INFORMATION PROVIDED START

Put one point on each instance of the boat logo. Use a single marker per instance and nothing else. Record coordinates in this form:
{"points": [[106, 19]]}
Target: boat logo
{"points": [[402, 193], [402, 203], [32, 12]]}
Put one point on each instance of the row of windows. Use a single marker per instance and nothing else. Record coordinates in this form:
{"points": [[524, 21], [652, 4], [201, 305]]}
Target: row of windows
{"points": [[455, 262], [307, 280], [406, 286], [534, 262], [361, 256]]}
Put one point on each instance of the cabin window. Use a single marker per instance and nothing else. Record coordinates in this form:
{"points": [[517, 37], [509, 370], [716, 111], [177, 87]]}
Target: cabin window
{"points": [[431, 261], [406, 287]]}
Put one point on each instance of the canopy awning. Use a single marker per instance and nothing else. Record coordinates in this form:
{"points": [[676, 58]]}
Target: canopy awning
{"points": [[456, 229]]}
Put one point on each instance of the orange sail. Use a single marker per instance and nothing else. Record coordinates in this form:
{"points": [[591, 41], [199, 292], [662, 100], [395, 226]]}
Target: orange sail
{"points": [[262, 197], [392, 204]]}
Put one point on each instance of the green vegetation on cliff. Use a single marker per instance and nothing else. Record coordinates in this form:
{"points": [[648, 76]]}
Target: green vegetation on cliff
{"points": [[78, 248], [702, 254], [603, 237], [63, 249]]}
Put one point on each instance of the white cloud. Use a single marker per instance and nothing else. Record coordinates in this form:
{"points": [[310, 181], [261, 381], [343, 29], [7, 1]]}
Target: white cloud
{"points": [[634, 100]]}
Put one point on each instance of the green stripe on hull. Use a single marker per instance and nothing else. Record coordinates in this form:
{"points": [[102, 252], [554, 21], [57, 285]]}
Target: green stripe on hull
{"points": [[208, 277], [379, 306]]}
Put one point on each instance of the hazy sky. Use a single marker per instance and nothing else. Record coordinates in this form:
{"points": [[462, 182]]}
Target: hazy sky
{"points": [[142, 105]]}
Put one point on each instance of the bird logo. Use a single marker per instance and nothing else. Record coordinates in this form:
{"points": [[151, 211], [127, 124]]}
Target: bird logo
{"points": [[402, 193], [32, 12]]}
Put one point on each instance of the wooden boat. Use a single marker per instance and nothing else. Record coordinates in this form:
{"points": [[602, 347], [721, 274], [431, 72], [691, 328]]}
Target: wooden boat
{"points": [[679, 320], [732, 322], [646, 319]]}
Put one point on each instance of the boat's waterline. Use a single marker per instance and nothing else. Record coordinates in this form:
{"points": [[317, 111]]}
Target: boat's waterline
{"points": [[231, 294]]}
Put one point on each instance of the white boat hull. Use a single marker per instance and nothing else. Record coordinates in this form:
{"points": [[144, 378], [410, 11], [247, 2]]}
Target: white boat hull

INFORMATION PROVIDED END

▸ BRIEF: Reproduce verbatim only this range: the first line of the material through the line that contains "Put one point on each instance of the orange", inclusive.

▸ EXPECTED ANSWER:
Put one point on each instance of the boat logo. Use a single marker per instance and nothing else. Record coordinates in this form:
{"points": [[106, 19]]}
Target: boat logo
{"points": [[402, 193], [402, 203], [32, 12]]}
Put one point on each instance of the row of windows. Use a single marker per instance and nothing else. Record coordinates in this form:
{"points": [[524, 21], [652, 4], [201, 305]]}
Target: row of windows
{"points": [[455, 262], [307, 280], [406, 286], [534, 262], [361, 256]]}
Put one point on each instance of the cabin window. Use a single marker per instance and nothing else. Record coordinates in this form:
{"points": [[517, 37], [509, 370], [716, 111], [177, 87]]}
Target: cabin window
{"points": [[431, 261], [406, 287]]}
Put one point on each instance of the canopy awning. Use a single marker per instance and nothing else. Record coordinates in this form:
{"points": [[676, 58]]}
Target: canopy awning
{"points": [[456, 229]]}
Put one point on each instance of the orange sail. Use a single marker per instance and nothing else. Record coordinates in this form:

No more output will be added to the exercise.